Short task ▸ Starting with the line that contains "For every instance of the seated" and going on through the end of the data, write out every line again in full, shifting each x and y coordinate in the answers up by 56.

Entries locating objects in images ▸
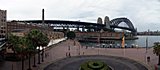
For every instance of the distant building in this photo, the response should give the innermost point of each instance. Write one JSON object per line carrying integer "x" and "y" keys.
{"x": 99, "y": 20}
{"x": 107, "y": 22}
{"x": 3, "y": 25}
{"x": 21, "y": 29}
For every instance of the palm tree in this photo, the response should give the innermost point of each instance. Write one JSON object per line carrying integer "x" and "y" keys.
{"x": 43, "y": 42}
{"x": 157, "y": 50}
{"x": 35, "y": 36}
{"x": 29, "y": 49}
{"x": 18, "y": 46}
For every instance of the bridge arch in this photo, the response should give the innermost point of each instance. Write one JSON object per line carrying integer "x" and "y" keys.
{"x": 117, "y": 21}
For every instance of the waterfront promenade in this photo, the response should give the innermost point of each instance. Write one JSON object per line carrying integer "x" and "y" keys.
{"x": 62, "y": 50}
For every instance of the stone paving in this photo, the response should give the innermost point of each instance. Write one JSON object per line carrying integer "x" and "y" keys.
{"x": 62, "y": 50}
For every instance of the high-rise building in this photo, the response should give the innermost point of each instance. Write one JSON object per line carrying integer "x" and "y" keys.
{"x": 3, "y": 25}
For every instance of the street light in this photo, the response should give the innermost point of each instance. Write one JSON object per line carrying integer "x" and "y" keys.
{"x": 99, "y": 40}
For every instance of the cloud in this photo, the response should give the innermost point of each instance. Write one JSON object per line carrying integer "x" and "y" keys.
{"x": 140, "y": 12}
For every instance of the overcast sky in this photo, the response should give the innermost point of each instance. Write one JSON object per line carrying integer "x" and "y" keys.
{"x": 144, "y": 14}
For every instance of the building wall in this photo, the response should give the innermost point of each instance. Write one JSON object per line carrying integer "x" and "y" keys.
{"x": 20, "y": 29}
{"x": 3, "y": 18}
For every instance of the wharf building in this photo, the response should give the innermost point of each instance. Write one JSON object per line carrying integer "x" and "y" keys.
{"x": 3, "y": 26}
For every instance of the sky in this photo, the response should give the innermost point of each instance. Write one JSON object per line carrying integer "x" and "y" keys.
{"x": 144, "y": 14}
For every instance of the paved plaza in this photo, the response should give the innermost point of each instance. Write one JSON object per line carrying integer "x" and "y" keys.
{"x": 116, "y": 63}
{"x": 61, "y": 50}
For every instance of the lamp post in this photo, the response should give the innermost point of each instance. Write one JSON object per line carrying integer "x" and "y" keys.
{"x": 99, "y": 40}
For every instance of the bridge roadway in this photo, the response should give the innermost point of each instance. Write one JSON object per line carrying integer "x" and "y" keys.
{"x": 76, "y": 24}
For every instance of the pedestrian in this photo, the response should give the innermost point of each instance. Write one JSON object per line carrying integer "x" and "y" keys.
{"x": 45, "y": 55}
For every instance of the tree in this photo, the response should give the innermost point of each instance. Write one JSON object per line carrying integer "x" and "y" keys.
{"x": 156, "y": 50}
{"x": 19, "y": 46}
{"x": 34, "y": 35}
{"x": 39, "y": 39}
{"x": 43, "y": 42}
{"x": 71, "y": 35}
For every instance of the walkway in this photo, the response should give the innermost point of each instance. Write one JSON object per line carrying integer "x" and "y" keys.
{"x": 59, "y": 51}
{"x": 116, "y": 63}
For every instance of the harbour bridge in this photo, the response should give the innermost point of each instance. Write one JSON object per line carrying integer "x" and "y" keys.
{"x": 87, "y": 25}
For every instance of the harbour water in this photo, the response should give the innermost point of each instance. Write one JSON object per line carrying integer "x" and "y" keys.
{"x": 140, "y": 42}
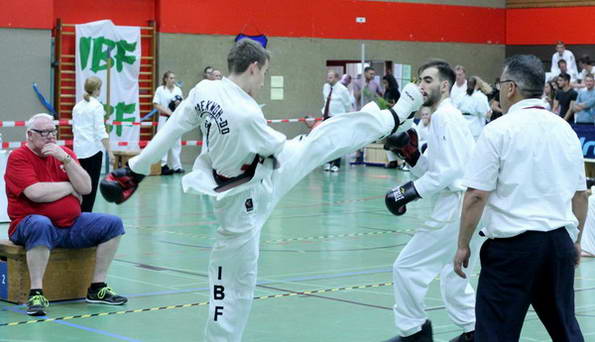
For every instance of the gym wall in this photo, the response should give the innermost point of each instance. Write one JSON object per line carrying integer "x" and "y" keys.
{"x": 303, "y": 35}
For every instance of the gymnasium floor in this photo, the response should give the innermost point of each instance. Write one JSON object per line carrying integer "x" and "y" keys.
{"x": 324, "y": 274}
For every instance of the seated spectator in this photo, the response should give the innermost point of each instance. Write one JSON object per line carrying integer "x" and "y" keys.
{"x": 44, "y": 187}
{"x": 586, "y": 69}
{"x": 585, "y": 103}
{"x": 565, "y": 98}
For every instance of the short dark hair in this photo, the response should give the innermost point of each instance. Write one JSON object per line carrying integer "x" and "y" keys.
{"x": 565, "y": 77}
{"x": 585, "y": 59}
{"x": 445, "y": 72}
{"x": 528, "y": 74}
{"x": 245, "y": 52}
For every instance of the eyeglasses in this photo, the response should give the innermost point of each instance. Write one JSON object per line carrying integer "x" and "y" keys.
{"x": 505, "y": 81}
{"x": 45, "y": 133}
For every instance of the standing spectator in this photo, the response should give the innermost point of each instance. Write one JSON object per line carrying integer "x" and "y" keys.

Answer for the task ▸
For every instance of the seated spectator in this photo, the response should give the innermost point of each instance. Write one JSON object per line carrying integer "x" and "y" keys.
{"x": 100, "y": 243}
{"x": 642, "y": 125}
{"x": 641, "y": 159}
{"x": 621, "y": 154}
For every instance of the short dark hair in this photo, the response should give the innermost point of each instance. Write one JSON object per line carrying integer "x" and "y" keys.
{"x": 621, "y": 133}
{"x": 641, "y": 115}
{"x": 501, "y": 128}
{"x": 584, "y": 130}
{"x": 301, "y": 108}
For every instance of the eyeglasses in this photo, the response should give the innermost point of each instance. Write one JSON object per line carrying integer "x" and "y" keys.
{"x": 561, "y": 137}
{"x": 101, "y": 189}
For every instance of the standing spectator in this photo, the response should give the innermost point of each instance. Write one JSON object per line carrying integer "x" and "y" keys.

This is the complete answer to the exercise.